*Instructions for the task*
Rewrite all the data below with each "Query" changed to "Target" and everything else kept the same.

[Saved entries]

===============

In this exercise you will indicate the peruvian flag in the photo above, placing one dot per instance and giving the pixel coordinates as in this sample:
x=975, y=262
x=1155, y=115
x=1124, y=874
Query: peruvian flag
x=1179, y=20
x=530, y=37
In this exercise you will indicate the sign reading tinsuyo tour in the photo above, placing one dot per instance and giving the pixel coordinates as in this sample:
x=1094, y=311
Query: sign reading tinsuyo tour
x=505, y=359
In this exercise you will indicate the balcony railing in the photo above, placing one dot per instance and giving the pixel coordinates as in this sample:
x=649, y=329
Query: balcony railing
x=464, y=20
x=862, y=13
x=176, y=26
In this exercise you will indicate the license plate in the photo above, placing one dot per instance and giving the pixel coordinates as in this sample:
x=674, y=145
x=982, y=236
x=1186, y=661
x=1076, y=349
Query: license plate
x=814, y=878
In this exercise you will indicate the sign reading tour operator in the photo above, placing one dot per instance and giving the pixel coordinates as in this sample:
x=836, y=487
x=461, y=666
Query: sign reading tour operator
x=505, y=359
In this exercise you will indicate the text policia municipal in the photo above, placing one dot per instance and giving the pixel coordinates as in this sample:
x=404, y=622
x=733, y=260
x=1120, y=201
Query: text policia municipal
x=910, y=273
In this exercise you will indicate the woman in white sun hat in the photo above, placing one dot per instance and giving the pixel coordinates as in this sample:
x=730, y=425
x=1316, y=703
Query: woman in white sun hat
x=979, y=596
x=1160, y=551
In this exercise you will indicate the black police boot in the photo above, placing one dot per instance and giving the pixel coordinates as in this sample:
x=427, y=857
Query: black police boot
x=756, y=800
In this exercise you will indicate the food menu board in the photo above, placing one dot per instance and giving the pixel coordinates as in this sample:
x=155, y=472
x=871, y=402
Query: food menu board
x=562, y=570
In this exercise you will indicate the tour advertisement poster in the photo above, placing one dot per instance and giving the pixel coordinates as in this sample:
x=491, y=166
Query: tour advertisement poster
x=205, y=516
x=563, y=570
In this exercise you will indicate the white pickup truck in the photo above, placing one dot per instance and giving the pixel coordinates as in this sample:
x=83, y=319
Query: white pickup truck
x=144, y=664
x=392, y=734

===============

*Final answer*
In this exercise you will indicate the peruvian flag in the photo above, placing one dot per instance and giving the pixel coordinates as in this sample:
x=975, y=262
x=1155, y=115
x=1124, y=874
Target: peruvian flag
x=1179, y=20
x=530, y=37
In this exercise you will indicate the sign reading tinsuyo tour in the photo above, placing one dot per instance and giving the pixel coordinates as in this sample:
x=1094, y=311
Target: sign reading tinsuyo tour
x=505, y=359
In this exercise you will indicate the balcony railing in the photo above, placing one dot per instance and giving the pixel coordinates as in this sample:
x=649, y=329
Target: balcony railing
x=464, y=20
x=862, y=13
x=176, y=26
In this exercise you will indicate the license plate in the photo above, placing one dot per instance and giving the pixel coordinates as in this sample:
x=674, y=145
x=982, y=236
x=1186, y=661
x=1076, y=349
Target: license plate
x=814, y=878
In this exercise you will indicate the sign reading tour operator in the photo above, placing one dot per instance and giving the pixel coordinates as in this sample:
x=836, y=487
x=461, y=666
Target: sign reading tour operator
x=505, y=359
In this exercise you will indicate the text policia municipal in the photo above, placing one dot per instance and giving the pixel coordinates as in this sample:
x=404, y=622
x=733, y=260
x=1120, y=201
Target: text policia municipal
x=910, y=273
In this exercise you will indicate the woman in white sun hat in the photo above, placing one dot per instance and giving the pixel coordinates as in this sample:
x=730, y=425
x=1316, y=703
Target: woman in white sun hat
x=979, y=596
x=1160, y=551
In this exercise you will indicate the black police boot in the photo above, placing one dot per instance and giving the pixel coordinates as in this sample:
x=427, y=857
Target: black police boot
x=756, y=800
In this exercise you will indicate the food menu board in the photo above, placing one dot per instance and giving the pixel coordinates as in this sample:
x=155, y=472
x=871, y=402
Target: food menu board
x=562, y=570
In this exercise you will indicate the tour advertisement poster in the photo above, placing one dot per instance and giving the pixel coordinates as in this sample:
x=491, y=166
Target: tour advertisement poster
x=205, y=516
x=563, y=570
In this exercise you will indicate the white pickup truck in the photo above, placing one dot per instance and giving the pixel coordinates as in this sample:
x=83, y=319
Target: white pickup truck
x=144, y=664
x=392, y=734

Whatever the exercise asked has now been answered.